━━━ Data to use ━━━

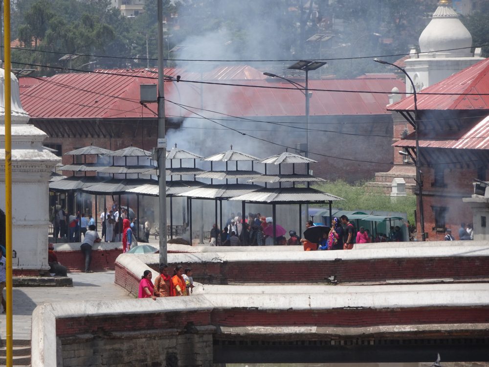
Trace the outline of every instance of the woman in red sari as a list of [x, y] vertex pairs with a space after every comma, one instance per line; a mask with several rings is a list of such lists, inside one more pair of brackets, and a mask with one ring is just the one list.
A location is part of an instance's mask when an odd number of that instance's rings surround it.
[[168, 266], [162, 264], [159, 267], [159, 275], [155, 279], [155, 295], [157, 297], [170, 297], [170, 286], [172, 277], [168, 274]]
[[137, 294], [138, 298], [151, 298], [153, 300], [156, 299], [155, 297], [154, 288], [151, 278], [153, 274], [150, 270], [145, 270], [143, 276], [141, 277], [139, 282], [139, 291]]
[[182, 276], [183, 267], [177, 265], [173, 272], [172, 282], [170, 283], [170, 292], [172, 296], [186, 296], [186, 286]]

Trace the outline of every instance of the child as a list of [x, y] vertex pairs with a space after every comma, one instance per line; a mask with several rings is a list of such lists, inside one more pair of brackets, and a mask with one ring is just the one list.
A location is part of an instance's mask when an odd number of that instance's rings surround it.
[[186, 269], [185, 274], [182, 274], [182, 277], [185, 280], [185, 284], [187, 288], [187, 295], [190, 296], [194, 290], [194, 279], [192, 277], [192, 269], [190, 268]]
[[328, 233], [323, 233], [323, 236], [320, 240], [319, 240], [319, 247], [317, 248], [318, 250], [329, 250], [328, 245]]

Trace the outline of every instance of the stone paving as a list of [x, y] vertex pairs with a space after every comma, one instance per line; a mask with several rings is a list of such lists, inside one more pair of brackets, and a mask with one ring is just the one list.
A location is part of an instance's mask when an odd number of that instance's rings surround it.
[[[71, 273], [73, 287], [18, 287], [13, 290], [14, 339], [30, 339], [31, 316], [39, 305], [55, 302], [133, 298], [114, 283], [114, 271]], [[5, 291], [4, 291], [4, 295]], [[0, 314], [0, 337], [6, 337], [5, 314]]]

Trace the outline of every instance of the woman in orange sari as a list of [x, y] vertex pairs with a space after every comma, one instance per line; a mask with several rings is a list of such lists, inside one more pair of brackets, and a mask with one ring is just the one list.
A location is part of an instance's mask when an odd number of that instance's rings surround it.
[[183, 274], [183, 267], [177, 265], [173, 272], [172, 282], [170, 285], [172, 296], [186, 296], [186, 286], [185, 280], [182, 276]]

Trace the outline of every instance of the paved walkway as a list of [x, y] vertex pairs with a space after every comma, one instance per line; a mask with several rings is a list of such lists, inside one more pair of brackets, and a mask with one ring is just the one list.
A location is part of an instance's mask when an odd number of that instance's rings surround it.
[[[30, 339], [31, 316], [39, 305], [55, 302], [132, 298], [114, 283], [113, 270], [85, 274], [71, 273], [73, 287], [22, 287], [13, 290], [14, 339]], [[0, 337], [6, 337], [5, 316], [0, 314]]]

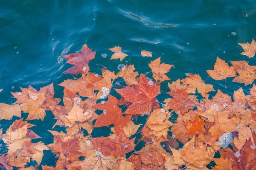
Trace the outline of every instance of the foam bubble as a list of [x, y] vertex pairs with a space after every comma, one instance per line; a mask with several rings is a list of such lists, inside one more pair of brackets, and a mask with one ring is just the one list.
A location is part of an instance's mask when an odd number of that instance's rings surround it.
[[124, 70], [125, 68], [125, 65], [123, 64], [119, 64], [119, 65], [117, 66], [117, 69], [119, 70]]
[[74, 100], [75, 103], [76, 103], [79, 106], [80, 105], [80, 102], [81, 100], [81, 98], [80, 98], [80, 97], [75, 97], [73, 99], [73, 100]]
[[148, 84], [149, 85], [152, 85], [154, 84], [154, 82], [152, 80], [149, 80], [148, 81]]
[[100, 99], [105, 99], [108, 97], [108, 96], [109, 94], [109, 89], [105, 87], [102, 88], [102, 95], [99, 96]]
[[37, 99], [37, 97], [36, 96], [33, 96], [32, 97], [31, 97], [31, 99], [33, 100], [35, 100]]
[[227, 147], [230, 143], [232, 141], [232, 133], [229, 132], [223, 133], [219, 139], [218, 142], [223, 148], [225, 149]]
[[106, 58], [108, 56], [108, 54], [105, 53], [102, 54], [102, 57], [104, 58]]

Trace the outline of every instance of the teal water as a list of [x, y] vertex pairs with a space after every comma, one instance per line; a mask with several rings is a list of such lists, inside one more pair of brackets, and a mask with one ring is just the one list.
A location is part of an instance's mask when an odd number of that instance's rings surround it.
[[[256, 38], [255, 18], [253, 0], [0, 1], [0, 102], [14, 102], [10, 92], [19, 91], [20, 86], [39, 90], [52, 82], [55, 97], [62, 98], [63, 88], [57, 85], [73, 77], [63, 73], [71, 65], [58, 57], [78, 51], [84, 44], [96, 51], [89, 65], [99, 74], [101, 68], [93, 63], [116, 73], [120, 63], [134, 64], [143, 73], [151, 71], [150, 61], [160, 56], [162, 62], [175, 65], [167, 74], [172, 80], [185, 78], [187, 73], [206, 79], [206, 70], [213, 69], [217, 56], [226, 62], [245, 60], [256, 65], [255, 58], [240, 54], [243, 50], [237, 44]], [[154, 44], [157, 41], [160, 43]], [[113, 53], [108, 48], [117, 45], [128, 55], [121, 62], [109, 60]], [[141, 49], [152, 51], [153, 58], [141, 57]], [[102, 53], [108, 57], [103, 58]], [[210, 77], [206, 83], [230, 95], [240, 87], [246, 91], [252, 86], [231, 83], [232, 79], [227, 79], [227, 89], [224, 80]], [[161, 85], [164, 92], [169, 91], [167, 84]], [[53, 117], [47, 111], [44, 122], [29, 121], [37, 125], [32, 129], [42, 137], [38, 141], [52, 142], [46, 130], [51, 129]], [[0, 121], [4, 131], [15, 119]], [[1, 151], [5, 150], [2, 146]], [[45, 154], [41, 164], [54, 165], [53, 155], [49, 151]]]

━━━
━━━ Data to use ━━━

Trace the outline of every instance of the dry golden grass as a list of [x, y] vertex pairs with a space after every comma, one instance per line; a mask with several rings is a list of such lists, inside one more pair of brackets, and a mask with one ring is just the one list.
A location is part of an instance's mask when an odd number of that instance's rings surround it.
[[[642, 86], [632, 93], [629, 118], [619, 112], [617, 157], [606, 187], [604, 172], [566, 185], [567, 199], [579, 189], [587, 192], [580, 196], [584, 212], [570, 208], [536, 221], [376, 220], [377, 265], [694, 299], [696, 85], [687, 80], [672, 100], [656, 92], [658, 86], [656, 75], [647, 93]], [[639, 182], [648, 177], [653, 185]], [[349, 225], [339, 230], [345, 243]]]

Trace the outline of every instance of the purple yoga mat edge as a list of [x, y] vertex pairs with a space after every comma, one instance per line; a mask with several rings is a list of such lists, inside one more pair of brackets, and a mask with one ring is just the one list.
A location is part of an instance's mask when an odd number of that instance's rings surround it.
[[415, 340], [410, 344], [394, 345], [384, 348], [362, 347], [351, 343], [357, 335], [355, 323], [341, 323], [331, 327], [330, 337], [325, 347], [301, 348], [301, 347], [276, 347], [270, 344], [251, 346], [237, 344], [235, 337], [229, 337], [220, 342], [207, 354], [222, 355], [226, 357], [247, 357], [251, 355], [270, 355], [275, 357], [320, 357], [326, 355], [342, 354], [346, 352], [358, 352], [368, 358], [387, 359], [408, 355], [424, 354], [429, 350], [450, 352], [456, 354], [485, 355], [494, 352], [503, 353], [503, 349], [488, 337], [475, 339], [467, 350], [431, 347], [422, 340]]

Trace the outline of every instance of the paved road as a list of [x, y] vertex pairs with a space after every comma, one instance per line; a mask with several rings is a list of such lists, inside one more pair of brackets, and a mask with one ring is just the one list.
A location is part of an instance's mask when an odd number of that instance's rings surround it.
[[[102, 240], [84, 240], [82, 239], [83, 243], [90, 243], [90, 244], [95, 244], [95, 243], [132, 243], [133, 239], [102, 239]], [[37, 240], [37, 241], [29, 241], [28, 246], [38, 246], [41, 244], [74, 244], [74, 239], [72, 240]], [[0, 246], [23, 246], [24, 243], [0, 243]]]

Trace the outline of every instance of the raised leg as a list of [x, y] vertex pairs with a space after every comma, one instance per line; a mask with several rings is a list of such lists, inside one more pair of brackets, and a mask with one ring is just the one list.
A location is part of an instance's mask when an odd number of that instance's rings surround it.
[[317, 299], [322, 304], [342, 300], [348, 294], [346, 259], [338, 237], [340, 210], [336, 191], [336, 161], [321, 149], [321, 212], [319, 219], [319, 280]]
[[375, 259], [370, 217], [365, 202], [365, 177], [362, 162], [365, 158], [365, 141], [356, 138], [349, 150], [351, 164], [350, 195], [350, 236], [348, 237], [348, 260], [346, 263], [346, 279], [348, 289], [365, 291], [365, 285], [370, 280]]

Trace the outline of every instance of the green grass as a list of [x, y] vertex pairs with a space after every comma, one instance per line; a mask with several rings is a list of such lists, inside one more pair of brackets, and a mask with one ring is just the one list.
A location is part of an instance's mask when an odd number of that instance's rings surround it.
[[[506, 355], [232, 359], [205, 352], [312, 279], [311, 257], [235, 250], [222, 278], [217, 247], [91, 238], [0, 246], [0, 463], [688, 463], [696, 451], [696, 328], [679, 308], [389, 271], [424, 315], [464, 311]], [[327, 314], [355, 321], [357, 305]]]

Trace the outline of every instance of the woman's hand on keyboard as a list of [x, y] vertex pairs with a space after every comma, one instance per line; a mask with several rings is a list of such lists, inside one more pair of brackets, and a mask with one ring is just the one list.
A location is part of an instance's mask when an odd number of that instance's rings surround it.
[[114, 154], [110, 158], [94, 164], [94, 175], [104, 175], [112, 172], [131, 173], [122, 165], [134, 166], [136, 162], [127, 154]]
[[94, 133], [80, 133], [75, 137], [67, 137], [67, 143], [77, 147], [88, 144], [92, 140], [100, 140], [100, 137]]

━━━

### Exercise
Copy out the entries above unchanged, everything from the line containing "Trace the outline of every instance of the stone" down to the line containing "316], [0, 314]]]".

### Answer to this task
Trace the outline of every instance of the stone paving as a list of [x, y] vertex pairs with a space after every comma, one instance per line; a mask with several rings is a list of such lists, inside one more pair of brackets, and a mask with one ring is just the one list.
A location is part of an instance's mask when an odd number of that instance's rings surround it.
[[[71, 273], [73, 287], [18, 287], [13, 290], [14, 339], [30, 339], [31, 316], [39, 305], [55, 302], [133, 298], [114, 283], [114, 271]], [[5, 291], [4, 291], [4, 295]], [[0, 314], [0, 337], [6, 337], [5, 314]]]

Trace the outline of every instance of the woman in orange sari as a list of [x, y] vertex pairs with a space after every comma, one instance per line; a mask with several rings is a list of such lists, inside one more pair of brackets, and a mask with one ring is just the one list.
A location is part of an instance's mask when an odd number of that instance's rings surround it.
[[183, 274], [183, 267], [177, 265], [173, 272], [172, 282], [170, 285], [172, 296], [186, 296], [186, 286], [185, 280], [182, 276]]

Trace the outline of every instance of the paved walkway as a list of [x, y] vertex pairs with a space after every comma, one instance per line; a mask with several rings is a list of such lists, inside one more pair of brackets, and a mask with one ring is just the one list.
A location is part of an instance's mask when an odd number of that instance's rings surround it.
[[[30, 339], [31, 316], [39, 305], [55, 302], [132, 298], [114, 283], [113, 270], [85, 274], [71, 273], [73, 287], [22, 287], [13, 290], [14, 339]], [[0, 337], [6, 337], [5, 316], [0, 314]]]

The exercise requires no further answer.